• **EXTRAIT DE PAGE**:
----------------------------------------
3. Les femmes marocaines et le dévoilement du
corps, une relation délicate
La thèse de l'historien P. Blanchard40
consiste à dire que les discriminations et les vexations que les jeunes
marocains subissent se trouveraient dans leur corps, devenant ainsi l'objet
d'un investissement fantasmatique qui renouerait avec l'aliénation et la
soumission imposées à leurs grands-parents ou leurs
arrière-grands-parents. La profondeur historique est ici doublée
d'une épaisseur intergénérationnelle ; ensemble, elles
permettent de comprendre comment des protagonistes - qui parfois ne savent rien
d'une histoire coloniale - peuvent en reproduire et en transmettre des traits
prétendument disparus depuis longtemps. Il ne s'agit pas tant de prendre
au pied de la lettre l'idée que les descendants des colonisés
d'hier sont des « indigènes » aujourd'hui, que d'examiner
sérieusement la nature d'un regard né et aiguisé durant
l'ère coloniale et dont les réminiscences restent palpables.
Selon P. Blanchard, elles surgissent dans un monde social et politique qui ne
s'est pas dépris d'une forme de gouvernement des corps, ayant atteint sa
plénitude au temps des colonies et pas encore congédiée
près d'un demi-siècle plus tard.
----------------------------------------
• **Quelques lignes**:
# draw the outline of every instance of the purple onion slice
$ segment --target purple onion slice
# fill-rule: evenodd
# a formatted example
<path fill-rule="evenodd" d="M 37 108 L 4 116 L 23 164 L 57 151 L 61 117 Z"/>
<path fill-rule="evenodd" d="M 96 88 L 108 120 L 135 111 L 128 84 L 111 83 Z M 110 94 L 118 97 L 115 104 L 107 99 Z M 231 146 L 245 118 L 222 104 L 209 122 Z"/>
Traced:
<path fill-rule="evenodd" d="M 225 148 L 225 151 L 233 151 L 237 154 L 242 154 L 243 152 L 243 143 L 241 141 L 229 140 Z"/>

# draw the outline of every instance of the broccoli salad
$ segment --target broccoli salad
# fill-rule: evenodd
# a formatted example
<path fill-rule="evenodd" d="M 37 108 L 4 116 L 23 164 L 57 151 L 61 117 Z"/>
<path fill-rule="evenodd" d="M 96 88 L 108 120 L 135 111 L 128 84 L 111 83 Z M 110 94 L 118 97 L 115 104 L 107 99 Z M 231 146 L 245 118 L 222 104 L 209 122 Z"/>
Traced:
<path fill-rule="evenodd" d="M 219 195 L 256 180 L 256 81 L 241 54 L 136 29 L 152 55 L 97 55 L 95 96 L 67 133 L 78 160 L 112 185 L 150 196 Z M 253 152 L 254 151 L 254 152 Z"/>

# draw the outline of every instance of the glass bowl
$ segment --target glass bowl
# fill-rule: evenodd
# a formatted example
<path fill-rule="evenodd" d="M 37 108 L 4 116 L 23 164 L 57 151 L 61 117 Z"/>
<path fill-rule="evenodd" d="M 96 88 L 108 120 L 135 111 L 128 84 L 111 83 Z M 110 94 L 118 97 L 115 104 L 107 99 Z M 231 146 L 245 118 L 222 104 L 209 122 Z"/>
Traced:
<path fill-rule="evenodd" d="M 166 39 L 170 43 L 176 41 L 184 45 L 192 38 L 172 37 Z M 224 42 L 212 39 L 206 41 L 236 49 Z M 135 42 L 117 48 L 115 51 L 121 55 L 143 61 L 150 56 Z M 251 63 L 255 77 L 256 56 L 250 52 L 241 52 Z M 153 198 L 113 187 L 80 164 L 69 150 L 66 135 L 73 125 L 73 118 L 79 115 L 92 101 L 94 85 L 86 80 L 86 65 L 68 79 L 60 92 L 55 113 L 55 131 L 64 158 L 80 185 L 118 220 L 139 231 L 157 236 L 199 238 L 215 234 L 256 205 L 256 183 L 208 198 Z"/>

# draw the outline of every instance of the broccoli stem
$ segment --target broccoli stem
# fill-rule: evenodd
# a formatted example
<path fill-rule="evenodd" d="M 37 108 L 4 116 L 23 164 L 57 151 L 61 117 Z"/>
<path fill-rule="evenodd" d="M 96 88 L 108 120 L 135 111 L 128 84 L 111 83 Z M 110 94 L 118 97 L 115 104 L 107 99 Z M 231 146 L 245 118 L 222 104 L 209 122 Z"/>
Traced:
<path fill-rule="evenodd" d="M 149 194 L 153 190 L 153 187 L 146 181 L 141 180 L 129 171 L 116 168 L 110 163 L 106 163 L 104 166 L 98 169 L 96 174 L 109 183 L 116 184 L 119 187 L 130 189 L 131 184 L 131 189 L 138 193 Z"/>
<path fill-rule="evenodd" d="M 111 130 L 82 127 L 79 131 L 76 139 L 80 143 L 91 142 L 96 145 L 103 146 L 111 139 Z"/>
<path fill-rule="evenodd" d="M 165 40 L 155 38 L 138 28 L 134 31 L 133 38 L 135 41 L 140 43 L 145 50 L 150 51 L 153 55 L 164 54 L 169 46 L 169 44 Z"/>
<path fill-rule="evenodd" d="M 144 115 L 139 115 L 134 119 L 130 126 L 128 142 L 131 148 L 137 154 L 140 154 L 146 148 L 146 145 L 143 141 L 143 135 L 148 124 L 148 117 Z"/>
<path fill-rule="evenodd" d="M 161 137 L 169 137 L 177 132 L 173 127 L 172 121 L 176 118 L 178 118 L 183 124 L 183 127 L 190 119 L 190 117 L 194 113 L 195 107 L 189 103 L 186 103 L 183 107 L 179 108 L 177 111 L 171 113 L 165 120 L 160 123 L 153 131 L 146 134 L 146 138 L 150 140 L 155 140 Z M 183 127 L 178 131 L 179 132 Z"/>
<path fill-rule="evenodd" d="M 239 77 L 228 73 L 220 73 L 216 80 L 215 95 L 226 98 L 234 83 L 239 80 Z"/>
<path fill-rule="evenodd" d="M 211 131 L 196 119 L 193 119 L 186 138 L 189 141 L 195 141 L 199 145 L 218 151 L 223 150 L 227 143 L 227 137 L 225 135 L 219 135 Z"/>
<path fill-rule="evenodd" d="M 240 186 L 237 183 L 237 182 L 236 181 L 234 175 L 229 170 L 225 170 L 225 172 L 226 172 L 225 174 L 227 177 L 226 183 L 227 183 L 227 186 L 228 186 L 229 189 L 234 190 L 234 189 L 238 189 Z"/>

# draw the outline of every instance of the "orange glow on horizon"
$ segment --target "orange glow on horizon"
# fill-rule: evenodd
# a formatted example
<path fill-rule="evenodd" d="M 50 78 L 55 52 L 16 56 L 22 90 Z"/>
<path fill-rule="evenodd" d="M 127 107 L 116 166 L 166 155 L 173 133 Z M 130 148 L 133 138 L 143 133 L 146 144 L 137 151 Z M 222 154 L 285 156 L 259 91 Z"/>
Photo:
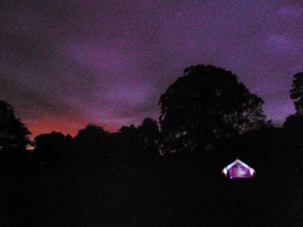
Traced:
<path fill-rule="evenodd" d="M 85 128 L 86 125 L 92 123 L 85 119 L 79 117 L 77 118 L 77 117 L 75 118 L 63 117 L 60 119 L 53 119 L 50 117 L 44 117 L 33 121 L 25 120 L 23 121 L 28 130 L 32 133 L 32 135 L 29 135 L 28 137 L 33 141 L 35 137 L 38 135 L 50 133 L 53 131 L 61 132 L 65 136 L 69 134 L 73 137 L 77 135 L 79 130 Z M 103 127 L 105 130 L 111 132 L 116 132 L 120 128 L 108 124 L 95 124 Z"/>

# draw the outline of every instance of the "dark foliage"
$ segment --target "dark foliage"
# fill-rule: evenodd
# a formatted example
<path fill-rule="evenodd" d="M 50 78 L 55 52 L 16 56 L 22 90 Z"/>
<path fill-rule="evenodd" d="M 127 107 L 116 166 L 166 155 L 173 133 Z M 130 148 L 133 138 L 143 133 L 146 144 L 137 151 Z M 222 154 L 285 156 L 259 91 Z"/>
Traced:
<path fill-rule="evenodd" d="M 37 166 L 61 167 L 57 166 L 67 164 L 67 156 L 69 159 L 72 158 L 73 141 L 69 135 L 65 136 L 55 131 L 41 134 L 35 138 L 35 144 L 33 156 Z"/>
<path fill-rule="evenodd" d="M 292 87 L 289 92 L 290 98 L 294 100 L 295 108 L 298 113 L 303 114 L 303 71 L 294 75 Z"/>
<path fill-rule="evenodd" d="M 265 123 L 263 100 L 230 71 L 211 65 L 185 69 L 160 97 L 164 149 L 212 148 Z"/>
<path fill-rule="evenodd" d="M 20 118 L 17 118 L 12 107 L 0 100 L 0 150 L 4 153 L 24 150 L 29 143 L 30 135 Z"/>
<path fill-rule="evenodd" d="M 15 116 L 13 107 L 0 100 L 0 169 L 18 171 L 30 165 L 30 154 L 25 148 L 31 134 Z"/>

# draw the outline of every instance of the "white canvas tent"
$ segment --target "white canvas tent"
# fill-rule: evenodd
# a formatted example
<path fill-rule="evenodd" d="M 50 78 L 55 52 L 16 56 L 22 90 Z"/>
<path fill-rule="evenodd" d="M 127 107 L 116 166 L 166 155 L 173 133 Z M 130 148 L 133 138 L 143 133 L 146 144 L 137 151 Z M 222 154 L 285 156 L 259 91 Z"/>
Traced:
<path fill-rule="evenodd" d="M 252 177 L 255 173 L 255 169 L 249 166 L 237 158 L 236 160 L 226 166 L 222 170 L 222 173 L 233 177 Z"/>

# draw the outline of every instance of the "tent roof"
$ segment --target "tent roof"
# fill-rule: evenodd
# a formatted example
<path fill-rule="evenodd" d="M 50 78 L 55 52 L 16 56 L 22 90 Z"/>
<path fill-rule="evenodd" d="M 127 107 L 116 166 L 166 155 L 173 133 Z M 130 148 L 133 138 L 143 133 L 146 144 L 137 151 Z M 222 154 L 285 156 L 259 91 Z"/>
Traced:
<path fill-rule="evenodd" d="M 248 166 L 247 165 L 245 164 L 241 160 L 240 160 L 239 159 L 238 159 L 238 158 L 237 158 L 237 159 L 233 163 L 231 163 L 229 165 L 226 166 L 224 168 L 224 169 L 230 169 L 231 167 L 231 166 L 233 166 L 234 165 L 237 163 L 240 163 L 240 164 L 243 166 L 244 166 L 245 168 L 247 168 L 247 169 L 252 169 L 252 168 L 251 167 L 250 167 Z"/>

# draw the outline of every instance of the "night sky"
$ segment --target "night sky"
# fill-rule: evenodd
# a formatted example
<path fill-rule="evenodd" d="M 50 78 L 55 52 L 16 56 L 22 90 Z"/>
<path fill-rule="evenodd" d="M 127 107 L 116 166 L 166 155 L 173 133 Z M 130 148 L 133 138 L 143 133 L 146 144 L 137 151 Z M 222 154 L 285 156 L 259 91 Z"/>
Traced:
<path fill-rule="evenodd" d="M 158 120 L 161 94 L 198 64 L 237 74 L 276 125 L 295 112 L 289 91 L 303 70 L 301 0 L 115 2 L 2 4 L 0 100 L 32 139 L 53 130 L 73 137 L 89 123 L 115 132 Z"/>

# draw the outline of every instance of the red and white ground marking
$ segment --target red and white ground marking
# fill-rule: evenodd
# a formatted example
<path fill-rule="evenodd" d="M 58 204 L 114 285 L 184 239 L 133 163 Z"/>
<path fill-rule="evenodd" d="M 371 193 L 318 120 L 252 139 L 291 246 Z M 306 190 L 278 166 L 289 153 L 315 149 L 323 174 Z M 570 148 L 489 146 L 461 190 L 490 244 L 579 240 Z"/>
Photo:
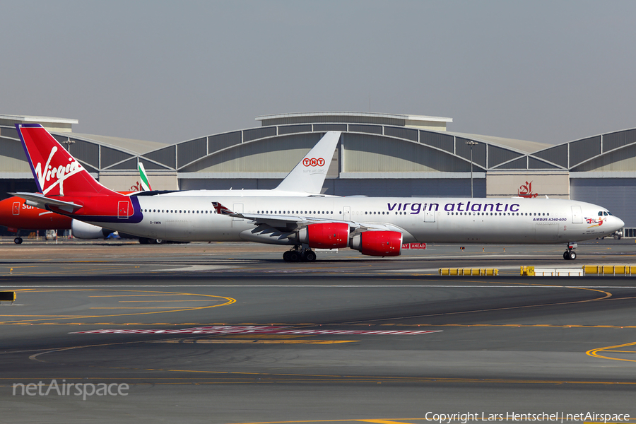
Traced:
<path fill-rule="evenodd" d="M 310 330 L 295 329 L 288 326 L 257 325 L 214 325 L 181 329 L 146 329 L 146 330 L 89 330 L 73 331 L 69 334 L 295 334 L 314 335 L 403 335 L 414 336 L 438 333 L 442 330 Z"/>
----------------------------------------
• **CONSIGNES**:
1 - Selon l'extrait sur les femmes marocaines et le dévoilement du corps, à quelle époque la forme de gouvernement des corps a-t-elle atteint sa plénitude ?
2 - D'après l'extrait sur les femmes marocaines et le dévoilement du corps, qu'est-ce qui permet de comprendre que des protagonistes ignorant parfois tout de l'histoire coloniale puissent en reproduire des traits ?
3 - Écrivez la suite de l'extrait sur les femmes marocaines et le dévoilement du corps, à partir de sa dernière phrase.
Ces lignes ne servent pas pour répondre.

• **CORRIGÉS**:
1 - Au temps des colonies.

2 - La profondeur historique s'y double d'une épaisseur intergénérationnelle. Ensemble, elles permettent de comprendre comment ces protagonistes peuvent reproduire et transmettre des traits prétendument disparus depuis longtemps.

3 -
Durant la colonisation, le laisser faire face aux oppressions
en cascade, subies par les hommes colonisés et imposées
doublement aux femmes, s'inscrivait dans un système visant à
asseoir l'ordre colonial sur l'ordre patriarcal dans sa version local. Les
contacts entre indigènes et Européens devaient obéir
strictement à des logiques de servitude et de services sociaux et
sexuels répondant aux impératifs économiques et sociaux du
colon. Ce n'est qu'à la veille de la décolonisation qu'il sera
question d'« affranchir » le colonisé de son fardeau et plus
précisément de permettre aux femmes indigènes une
liberté symbolisée par l'abandon de leur voile lors d'une
cérémonie les exposant à Alger, signe ultime d'un pouvoir
défait.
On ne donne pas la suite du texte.